*** Opening INFORMATION SUPPLIED ***
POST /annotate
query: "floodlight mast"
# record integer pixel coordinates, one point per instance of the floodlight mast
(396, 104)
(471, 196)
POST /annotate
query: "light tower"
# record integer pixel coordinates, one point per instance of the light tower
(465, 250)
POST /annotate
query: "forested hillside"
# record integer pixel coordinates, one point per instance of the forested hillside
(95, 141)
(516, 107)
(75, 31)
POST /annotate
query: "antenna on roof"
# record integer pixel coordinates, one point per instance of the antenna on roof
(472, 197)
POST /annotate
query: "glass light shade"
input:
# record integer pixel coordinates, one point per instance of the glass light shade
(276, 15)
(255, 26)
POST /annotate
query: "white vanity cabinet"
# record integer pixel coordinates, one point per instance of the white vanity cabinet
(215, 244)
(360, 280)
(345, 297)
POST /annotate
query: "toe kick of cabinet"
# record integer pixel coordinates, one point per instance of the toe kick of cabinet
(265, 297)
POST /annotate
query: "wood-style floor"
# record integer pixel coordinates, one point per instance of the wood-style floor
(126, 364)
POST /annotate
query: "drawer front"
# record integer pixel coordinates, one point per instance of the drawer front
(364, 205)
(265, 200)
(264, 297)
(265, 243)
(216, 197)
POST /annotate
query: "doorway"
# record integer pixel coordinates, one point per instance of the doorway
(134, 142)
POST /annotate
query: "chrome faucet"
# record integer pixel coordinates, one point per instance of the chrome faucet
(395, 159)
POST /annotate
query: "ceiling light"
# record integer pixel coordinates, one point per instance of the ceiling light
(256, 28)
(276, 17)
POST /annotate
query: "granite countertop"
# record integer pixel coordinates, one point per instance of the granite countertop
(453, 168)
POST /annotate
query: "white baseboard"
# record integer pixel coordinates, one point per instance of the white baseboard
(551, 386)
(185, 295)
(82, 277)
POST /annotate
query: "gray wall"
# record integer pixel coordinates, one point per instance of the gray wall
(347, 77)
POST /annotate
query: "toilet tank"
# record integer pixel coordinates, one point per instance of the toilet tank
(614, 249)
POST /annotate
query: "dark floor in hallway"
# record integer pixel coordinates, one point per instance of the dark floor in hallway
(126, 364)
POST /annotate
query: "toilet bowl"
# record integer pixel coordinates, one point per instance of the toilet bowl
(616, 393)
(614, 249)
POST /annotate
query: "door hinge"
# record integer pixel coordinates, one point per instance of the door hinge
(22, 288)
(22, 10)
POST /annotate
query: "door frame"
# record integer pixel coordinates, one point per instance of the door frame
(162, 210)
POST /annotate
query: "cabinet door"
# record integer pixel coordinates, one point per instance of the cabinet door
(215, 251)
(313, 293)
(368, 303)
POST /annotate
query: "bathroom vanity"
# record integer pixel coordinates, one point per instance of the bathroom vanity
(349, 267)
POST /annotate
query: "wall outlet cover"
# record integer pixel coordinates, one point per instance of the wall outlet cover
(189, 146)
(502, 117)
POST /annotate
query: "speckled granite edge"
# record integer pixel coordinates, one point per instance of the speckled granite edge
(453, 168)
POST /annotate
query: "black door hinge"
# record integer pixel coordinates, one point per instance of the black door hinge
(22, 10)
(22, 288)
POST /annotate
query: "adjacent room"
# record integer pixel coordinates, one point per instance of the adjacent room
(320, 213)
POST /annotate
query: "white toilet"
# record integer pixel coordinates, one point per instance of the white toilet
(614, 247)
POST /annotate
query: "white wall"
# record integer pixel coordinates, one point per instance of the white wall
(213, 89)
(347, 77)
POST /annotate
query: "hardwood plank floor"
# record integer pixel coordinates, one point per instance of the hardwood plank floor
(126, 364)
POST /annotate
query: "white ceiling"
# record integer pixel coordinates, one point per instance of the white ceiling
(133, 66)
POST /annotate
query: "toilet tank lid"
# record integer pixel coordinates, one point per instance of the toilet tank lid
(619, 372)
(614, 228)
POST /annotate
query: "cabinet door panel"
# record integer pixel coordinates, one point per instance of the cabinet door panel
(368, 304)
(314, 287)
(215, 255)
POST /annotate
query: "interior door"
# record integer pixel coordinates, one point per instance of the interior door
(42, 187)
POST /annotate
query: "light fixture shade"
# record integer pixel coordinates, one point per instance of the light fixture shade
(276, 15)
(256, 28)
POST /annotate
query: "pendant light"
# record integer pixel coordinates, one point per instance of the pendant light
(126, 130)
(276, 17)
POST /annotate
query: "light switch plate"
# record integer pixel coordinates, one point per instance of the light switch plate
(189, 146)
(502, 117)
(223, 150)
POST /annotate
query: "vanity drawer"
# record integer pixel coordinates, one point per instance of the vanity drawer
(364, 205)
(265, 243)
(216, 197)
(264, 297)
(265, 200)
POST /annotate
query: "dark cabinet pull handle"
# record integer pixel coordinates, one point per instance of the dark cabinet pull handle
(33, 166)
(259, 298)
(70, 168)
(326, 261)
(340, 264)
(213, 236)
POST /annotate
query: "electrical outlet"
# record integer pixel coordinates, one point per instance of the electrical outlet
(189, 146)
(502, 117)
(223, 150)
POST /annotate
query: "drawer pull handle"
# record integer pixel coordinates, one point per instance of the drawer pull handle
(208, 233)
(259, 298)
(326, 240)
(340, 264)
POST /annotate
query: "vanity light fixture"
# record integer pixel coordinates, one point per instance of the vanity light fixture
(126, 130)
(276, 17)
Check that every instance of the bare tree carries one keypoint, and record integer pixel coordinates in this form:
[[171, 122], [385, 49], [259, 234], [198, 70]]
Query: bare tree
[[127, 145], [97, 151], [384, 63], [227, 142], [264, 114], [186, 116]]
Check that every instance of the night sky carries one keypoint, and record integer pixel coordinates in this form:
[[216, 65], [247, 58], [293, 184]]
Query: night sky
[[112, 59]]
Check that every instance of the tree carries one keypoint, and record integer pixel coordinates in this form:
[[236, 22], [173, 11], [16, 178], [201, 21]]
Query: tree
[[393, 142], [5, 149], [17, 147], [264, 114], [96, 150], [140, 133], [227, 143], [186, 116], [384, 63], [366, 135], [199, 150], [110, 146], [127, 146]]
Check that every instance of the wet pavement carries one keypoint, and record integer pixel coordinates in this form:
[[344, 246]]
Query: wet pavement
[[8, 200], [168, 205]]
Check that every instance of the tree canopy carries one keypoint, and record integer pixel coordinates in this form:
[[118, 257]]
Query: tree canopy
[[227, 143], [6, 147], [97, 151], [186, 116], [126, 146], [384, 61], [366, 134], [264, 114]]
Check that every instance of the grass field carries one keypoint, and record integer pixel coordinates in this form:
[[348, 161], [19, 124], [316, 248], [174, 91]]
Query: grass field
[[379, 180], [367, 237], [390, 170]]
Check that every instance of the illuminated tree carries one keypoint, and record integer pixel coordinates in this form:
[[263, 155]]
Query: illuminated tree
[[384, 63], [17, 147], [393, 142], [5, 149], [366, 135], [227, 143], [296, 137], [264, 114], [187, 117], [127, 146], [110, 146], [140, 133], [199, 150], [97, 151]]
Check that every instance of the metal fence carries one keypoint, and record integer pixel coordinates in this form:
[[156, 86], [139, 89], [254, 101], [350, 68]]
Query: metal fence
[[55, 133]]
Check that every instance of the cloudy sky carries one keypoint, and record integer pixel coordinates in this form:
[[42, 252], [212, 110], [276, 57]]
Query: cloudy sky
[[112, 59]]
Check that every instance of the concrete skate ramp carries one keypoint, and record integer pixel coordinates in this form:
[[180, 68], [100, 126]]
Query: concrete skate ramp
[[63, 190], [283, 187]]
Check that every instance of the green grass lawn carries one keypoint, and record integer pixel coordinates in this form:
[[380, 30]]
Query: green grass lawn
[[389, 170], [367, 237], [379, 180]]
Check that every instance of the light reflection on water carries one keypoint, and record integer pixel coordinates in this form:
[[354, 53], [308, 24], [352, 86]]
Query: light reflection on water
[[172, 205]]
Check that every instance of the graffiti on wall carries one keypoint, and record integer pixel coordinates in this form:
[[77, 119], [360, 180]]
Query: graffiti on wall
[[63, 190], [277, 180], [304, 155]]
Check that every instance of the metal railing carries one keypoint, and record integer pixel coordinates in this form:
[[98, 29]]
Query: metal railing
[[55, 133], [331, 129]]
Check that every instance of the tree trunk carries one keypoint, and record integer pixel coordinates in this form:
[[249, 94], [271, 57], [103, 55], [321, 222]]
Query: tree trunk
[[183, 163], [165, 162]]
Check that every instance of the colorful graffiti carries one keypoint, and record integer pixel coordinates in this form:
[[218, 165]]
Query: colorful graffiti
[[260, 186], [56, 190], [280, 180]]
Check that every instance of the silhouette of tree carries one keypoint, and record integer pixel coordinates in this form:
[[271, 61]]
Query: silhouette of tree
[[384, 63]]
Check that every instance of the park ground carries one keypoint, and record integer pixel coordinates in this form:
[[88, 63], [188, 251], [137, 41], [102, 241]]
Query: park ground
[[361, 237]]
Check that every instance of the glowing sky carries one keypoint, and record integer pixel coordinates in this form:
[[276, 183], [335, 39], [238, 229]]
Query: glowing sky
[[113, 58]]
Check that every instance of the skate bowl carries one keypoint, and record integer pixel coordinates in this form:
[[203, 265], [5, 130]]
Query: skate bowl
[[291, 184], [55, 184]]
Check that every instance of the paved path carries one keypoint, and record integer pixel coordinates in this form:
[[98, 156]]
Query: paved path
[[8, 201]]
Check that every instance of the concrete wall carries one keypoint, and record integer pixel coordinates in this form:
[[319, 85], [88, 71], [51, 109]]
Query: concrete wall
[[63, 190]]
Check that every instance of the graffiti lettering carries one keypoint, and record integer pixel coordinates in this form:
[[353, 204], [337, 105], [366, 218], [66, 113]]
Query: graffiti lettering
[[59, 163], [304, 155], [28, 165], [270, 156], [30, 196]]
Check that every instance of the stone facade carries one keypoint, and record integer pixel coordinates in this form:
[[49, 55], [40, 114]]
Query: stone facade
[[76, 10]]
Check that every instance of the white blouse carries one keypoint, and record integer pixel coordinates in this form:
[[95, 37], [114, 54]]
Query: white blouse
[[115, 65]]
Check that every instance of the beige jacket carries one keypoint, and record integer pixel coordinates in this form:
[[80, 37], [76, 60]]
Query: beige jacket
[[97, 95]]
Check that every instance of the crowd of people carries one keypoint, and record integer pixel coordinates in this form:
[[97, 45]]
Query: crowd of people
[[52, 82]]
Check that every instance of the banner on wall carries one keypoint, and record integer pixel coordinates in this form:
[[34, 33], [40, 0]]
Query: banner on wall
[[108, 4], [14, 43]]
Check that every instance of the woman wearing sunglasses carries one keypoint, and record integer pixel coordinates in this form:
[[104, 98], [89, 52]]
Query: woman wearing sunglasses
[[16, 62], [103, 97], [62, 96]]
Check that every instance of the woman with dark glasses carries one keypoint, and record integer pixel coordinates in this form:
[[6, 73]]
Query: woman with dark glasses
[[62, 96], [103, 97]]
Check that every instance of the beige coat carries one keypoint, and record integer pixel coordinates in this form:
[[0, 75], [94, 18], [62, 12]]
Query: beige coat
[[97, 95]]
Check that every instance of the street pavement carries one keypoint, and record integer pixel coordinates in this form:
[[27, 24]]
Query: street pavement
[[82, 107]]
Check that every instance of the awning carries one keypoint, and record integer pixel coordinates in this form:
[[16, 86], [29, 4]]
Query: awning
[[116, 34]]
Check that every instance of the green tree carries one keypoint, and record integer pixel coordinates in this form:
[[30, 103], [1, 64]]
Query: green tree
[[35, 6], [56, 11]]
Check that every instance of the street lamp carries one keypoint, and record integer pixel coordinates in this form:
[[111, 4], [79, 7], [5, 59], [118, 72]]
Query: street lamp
*** Closing INFORMATION SUPPLIED ***
### THE TASK
Lines above that include the string "lamp" need to be copied.

### TASK RESPONSE
Check that every instance of the street lamp carries one keypoint, and record integer pixel coordinates in this form:
Query: street lamp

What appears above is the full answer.